Text extract:
The Burden of the Valley of Vision

July 1913

The Burden of the Valley of Vision

Describing the messages about the “valley of vision” (Isaiah 22), God’s light does not present the believer with inflamed “imaginary” pictures and fantasy of spiritual things, and does not keep believers living in an imaginary realm of spiritual delight, but rather enables them to see “things as they are” in the sight of God. One does, by the strength of this light, see with the inward eye spiritual realities as clearly as men see with the outward eye. The eyes of understanding, enlightened by God’s light, see through the snare of false impression, which Satan would lay down for the believer, to keep him in ignorance regarding the truth of his normal condition.

To see the world in any measure as God sees it will involve pain and suffering to those who have this vision. “The burden of the valley of vision” lay heavy upon those who had it. Read Isaiah 22:4. The vision in the sense of sight of “things as they are” in the sight of God means pain.

And those who have the “burden of the valley of vision” are the “watchmen” given of God to the world. They can be called “prophets,” “seers,” “watchmen,” or “witnesses,” as in the New Testament, but they have all the same marks upon them. (1) They have the burden of vision, (2) the pain of vision, and (3) the responsibility of vision.

In the days of Eli, it is said, “There was no open vision”; therefore, the “Word of the Lord was ‘rare’ in those days;” for Eli, the aged priest, placed his family interests before the righteousness of God, and God could not give to him “open vision” for His people. Alas for the people when the representatives of the Holy God lose “vision” through self-interest. For God must be first in all things if His servants are to be given “open vision,” to communicate with authority His will to the people. “I will raise Me up a faithful priest,” said the Lord to Eli, through the mouth of a “man of God.” (1 Sam. 2:27,35). For neither vision nor “voice“ could be granted to him directly whilst he was a partaker of sin, through not restraining the sin in his family. (Prov. 29:24-25). So, the “open vision” came to a little child who grew up to be the “faithful priest” whom God and Israel needed. (Samuel’s first prophesy was such a harsh word for him to relate, that even God Himself said of it: “Behold, I will do something in Israel at which both ears of everyone who hears it will tingle.” And Samuel was afraid to tell Eli the vision. Eli’s great failure lay in the fact that he knew of their great iniquity, and that his sons had made themselves vile, but he did not restrain them. 1 Sam. 3:11,15.)

Material shown:
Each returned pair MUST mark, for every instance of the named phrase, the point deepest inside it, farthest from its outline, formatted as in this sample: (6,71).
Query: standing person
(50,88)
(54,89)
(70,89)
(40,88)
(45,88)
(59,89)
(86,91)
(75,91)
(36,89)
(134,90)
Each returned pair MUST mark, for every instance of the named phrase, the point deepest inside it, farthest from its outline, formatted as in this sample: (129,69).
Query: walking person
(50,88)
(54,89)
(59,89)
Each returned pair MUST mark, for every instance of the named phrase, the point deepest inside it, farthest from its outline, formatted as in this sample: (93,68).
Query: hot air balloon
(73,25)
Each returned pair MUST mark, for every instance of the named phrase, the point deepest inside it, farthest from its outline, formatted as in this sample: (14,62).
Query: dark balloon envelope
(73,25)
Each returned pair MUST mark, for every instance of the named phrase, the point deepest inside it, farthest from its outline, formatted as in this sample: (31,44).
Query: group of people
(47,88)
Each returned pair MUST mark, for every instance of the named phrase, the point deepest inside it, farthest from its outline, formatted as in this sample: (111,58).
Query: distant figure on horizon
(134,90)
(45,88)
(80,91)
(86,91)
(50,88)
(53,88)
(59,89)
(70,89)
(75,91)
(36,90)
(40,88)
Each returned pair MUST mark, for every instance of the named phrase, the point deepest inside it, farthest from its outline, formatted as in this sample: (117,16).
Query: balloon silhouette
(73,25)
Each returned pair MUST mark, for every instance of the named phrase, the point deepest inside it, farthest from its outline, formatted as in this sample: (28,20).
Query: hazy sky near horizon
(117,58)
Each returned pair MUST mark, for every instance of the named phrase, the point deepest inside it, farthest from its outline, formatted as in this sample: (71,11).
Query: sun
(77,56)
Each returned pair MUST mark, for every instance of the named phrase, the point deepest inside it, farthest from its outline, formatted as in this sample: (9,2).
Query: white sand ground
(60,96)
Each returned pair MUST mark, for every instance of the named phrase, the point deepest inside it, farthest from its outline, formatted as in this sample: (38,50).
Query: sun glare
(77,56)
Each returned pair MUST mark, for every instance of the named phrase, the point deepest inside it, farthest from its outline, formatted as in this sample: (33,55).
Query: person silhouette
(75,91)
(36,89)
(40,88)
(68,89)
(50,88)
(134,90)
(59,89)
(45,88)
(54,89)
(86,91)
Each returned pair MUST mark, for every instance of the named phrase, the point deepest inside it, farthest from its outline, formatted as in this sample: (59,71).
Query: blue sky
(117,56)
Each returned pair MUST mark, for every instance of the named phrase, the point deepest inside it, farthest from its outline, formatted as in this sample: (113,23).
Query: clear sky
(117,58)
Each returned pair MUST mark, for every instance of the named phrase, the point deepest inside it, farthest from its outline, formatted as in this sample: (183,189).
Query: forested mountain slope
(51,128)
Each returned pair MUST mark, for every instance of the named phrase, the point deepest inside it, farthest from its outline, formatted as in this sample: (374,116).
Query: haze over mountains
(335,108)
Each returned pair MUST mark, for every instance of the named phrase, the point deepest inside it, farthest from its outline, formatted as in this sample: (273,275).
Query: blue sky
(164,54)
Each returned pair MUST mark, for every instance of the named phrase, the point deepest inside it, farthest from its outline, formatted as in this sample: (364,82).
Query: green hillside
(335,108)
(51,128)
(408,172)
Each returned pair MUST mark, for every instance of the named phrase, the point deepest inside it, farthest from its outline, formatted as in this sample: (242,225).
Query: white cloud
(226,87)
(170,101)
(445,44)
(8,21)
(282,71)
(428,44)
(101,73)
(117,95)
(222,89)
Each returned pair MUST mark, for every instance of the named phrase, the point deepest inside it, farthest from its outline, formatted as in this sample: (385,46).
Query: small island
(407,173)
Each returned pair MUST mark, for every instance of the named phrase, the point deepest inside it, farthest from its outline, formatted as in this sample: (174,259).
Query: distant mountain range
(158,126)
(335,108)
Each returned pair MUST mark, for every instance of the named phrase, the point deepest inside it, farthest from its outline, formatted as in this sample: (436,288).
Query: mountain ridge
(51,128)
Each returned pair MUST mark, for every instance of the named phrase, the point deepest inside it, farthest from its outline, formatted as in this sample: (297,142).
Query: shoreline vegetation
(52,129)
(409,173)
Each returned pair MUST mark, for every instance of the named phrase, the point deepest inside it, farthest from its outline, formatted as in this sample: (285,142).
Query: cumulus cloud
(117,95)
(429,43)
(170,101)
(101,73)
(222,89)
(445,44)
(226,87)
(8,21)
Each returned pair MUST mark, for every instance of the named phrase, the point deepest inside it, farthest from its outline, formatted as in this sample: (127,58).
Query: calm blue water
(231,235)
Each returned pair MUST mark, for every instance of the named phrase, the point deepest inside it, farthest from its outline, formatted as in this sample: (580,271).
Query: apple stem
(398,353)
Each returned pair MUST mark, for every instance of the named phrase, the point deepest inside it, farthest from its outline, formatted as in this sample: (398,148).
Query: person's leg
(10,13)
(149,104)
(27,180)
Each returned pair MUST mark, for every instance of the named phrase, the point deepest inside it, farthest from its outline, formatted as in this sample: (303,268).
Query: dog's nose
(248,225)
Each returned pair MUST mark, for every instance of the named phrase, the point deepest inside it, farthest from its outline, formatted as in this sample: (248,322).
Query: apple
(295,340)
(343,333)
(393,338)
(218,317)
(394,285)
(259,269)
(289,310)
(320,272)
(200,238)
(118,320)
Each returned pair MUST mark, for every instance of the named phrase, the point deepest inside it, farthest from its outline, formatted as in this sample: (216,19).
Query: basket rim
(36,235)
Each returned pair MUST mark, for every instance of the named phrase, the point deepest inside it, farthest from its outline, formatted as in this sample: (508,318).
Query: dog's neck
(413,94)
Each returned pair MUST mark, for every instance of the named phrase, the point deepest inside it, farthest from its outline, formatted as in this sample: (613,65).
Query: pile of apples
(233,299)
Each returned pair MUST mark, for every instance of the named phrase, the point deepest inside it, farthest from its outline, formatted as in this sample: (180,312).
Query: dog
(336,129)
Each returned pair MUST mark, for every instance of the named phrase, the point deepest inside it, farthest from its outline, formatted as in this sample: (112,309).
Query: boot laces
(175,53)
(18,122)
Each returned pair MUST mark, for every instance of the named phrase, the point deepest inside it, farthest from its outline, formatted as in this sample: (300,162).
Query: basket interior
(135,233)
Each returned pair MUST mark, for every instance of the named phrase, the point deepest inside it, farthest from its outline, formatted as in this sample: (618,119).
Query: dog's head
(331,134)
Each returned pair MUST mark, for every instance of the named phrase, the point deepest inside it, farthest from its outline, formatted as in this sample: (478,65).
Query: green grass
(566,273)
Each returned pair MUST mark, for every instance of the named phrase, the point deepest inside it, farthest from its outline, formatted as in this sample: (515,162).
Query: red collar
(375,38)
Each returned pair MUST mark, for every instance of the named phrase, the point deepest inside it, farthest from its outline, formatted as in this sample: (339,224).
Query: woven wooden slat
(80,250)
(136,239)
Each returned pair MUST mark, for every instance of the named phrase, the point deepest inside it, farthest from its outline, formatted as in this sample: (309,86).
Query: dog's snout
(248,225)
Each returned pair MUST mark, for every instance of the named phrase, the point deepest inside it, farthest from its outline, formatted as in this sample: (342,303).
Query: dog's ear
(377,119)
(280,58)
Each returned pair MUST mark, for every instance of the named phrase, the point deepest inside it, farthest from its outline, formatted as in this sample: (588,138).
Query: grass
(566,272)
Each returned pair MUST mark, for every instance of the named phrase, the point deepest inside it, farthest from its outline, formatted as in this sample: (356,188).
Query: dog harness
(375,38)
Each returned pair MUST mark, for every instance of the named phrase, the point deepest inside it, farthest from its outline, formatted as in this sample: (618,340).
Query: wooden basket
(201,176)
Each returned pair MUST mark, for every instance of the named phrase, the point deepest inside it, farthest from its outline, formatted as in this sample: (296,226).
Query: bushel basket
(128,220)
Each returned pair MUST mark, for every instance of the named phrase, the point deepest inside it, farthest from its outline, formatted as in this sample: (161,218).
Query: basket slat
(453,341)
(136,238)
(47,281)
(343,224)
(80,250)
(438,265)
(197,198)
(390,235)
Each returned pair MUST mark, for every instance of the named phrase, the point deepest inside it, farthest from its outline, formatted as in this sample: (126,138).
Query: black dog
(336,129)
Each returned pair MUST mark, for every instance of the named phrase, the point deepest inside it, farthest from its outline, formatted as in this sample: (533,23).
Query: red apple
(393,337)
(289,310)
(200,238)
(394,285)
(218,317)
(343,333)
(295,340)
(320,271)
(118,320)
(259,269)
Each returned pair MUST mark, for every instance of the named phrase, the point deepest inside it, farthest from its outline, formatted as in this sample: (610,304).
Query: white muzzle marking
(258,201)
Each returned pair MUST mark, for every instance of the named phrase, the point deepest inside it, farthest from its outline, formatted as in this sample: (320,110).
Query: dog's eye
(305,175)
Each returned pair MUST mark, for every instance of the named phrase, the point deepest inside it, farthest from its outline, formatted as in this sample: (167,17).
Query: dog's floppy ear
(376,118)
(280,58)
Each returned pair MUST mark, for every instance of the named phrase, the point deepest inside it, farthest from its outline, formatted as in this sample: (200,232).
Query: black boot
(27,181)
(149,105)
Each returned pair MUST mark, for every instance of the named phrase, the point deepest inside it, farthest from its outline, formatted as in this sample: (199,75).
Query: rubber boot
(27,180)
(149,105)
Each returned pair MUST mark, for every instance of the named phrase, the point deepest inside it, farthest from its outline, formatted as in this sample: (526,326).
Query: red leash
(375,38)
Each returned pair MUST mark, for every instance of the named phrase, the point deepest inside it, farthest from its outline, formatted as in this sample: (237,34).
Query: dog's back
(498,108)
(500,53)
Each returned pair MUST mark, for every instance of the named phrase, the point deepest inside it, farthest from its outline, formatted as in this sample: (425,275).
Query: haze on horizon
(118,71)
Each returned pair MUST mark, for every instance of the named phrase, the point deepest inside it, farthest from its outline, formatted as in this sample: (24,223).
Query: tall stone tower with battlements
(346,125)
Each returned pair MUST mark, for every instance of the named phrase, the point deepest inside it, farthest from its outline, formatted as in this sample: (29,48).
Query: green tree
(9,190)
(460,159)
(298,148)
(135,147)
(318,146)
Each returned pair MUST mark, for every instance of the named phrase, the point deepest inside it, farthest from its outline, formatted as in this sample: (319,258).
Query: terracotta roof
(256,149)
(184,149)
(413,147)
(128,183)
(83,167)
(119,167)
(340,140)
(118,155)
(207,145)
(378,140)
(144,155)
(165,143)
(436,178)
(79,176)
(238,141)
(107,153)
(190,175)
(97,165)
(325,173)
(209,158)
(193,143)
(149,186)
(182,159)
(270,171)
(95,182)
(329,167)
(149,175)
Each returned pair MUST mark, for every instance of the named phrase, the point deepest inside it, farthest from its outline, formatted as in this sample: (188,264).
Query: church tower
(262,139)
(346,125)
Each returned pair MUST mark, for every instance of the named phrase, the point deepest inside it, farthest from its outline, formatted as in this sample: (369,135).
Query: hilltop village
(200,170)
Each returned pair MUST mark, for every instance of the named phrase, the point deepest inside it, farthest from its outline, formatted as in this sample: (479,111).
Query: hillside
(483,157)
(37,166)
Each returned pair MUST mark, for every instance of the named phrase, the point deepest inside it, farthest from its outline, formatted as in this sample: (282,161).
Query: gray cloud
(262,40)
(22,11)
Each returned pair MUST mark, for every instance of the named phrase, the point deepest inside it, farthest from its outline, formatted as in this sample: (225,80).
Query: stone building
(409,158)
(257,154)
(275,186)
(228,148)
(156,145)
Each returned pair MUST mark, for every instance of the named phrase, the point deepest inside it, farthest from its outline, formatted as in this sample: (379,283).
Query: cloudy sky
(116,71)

Instruction:
Retype the stretch of the valley of vision text from "To see the world" through "God means pain.", keeping every word and mark unchanged.

Completed task:
To see the world in any measure as God sees it will involve pain and suffering to those who have this vision. “The burden of the valley of vision” lay heavy upon those who had it. Read Isaiah 22:4. The vision in the sense of sight of “things as they are” in the sight of God means pain.